- Action item: Reproduce the whole listing word for word. Leave every image out.

- Dataset records:
Segment Open

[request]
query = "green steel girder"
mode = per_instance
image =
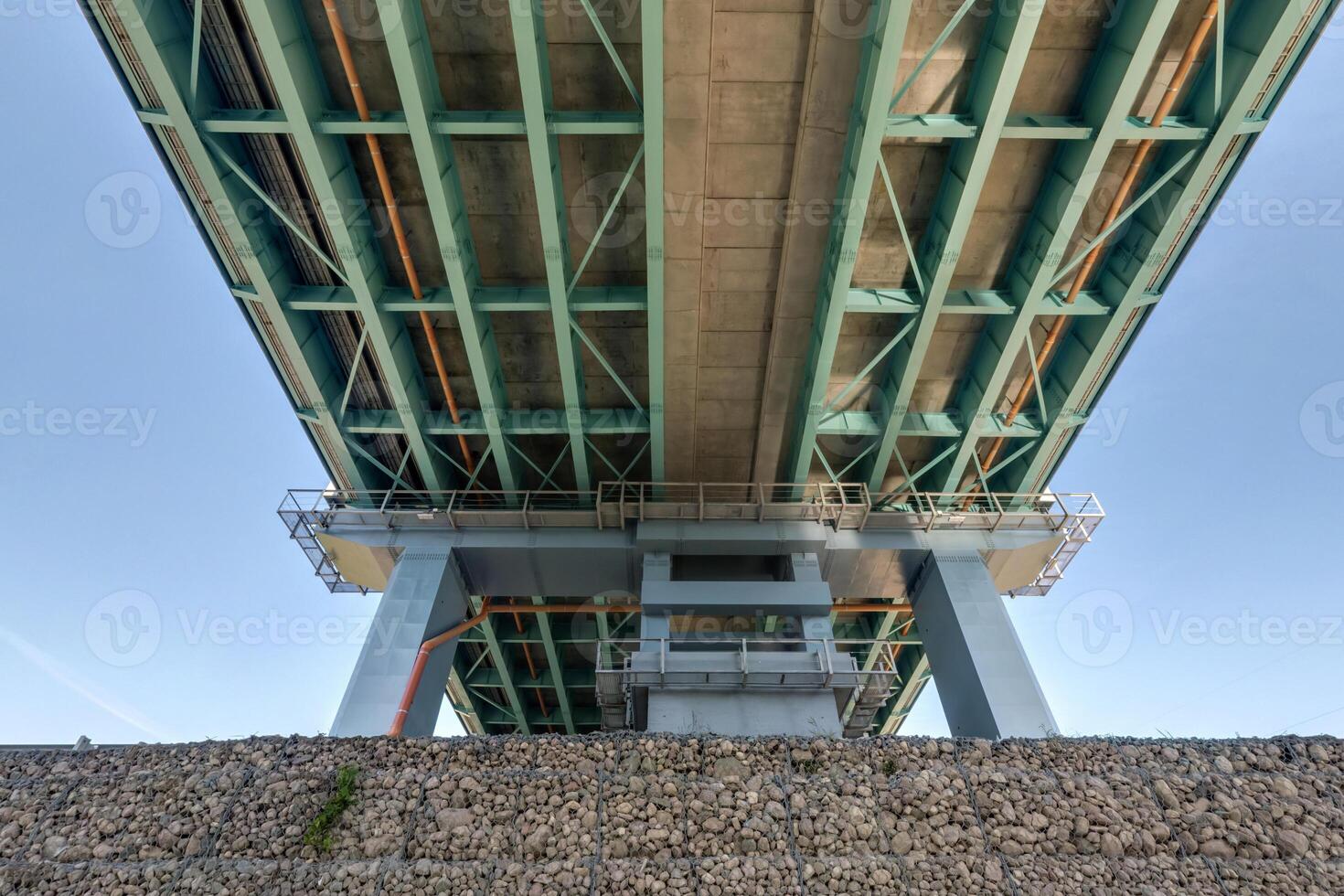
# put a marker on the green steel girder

Segment Closed

- Answer box:
[request]
query = "green steel girder"
mode = per_instance
image =
# put a marker on the green steel girder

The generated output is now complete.